Copy the records starting at the line that contains "tree and record integer pixel coordinates." and ending at the end of the records, swapping "keypoint" for "marker" and leaving everything else unchanged.
## Start Listed entries
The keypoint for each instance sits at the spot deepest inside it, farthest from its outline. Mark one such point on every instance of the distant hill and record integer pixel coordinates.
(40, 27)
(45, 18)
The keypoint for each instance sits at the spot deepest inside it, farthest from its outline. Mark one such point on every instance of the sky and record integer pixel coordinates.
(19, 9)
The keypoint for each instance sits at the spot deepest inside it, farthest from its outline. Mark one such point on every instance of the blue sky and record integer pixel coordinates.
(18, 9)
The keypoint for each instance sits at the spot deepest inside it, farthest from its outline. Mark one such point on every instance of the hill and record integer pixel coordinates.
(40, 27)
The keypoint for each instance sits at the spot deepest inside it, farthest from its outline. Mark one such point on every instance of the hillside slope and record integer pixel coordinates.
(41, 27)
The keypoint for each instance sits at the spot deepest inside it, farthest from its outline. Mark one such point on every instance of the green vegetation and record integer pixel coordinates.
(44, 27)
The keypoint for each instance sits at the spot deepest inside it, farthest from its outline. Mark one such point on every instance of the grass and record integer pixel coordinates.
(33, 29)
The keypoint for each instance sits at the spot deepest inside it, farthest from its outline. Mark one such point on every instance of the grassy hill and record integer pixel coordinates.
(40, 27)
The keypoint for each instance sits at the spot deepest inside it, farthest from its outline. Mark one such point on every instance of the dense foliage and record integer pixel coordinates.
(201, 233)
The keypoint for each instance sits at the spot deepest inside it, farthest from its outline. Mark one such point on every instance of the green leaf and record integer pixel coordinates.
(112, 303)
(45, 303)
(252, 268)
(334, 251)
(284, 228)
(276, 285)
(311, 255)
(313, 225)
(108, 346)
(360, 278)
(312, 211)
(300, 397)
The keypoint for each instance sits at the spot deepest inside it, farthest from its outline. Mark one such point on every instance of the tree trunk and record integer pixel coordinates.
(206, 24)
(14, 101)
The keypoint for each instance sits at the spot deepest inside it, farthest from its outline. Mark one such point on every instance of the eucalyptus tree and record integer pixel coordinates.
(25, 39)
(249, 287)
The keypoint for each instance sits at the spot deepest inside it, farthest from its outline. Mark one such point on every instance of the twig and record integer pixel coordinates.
## End Listed entries
Written solution -
The marker for each instance sits at the spot deepest inside it, farthest from its outline. Mark one such point on every instance of the eucalyptus tree and record integer pixel coordinates.
(25, 39)
(249, 287)
The marker for each instance sits at the spot deepest inside it, farthest from its outline. Mark one such point on every instance of the twig and record integer pixel coordinates.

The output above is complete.